» **BRANO DI LETTURA**
Fronte pandemia. La suddivisione dell’Italia in tre zone di rischio ha acceso l’ennesima protesta di alcune Regioni. Al di là della contingenza quali saranno le conseguenze di questo conflitto dopo la fine dell’emergenza sanitaria?  

Le conseguenze le vediamo già oggi, perciò dobbiamo voltare pagina. La prima cosa da fare è semplificare. Se lei sfoglia il Decreto che divide l’Italia in tre fasce di rischio contagio vedrà che è composto da una ventina di pagine di testo e quasi 300 di allegati. Un vero e proprio labirinto. La seconda cosa da fare è gestire la nuova ondata del coronavirus sulla base di pochi e chiari criteri in modo che tutti sappiano come e perché una determinata regione si trova nella zona rossa, arancione o gialla. È lo Stato che deve mettere ordine al proprio interno. Prenda il caso della Puglia. Il Presidente della Regione, Michele Emiliano, ha deciso di chiudere le scuole e ci sono stati dei ricorsi al Tar. La sezione di Bari ha accolto la decisione di Emiliano mentre quella di Lecce l’ha respinta.

» **CONSEGNA 1**
Rispondi alle seguenti domande sul brano dedicato alle zone di rischio.
(a) Quante pagine di allegati contiene il Decreto che divide l'Italia in tre fasce?
(b) Chi è il Presidente della Regione Puglia nominato nel brano?
(c) Quale sezione del Tar ha respinto la decisione di chiudere le scuole?
» **CONSEGNA 2**
Duplica senza modifiche la parte del brano sulle zone di rischio che si apre con le parole contenenti "Fronte pandemia. La" e si chiude con "fine dell’emergenza sanitaria?".
Le voci non hanno alcun legame con il brano.

Dati sulle espressioni referenziali
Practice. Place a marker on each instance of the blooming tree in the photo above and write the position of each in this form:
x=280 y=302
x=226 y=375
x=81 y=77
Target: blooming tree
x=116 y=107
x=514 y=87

» **RISPOSTA 1**
(a) Quasi 300.
(b) Michele Emiliano.
(c) La sezione di Lecce.

» **RISPOSTA 2**
Fronte pandemia. La suddivisione dell’Italia in tre zone di rischio ha acceso l’ennesima protesta di alcune Regioni. Al di là della contingenza quali saranno le conseguenze di questo conflitto dopo la fine dell’emergenza sanitaria?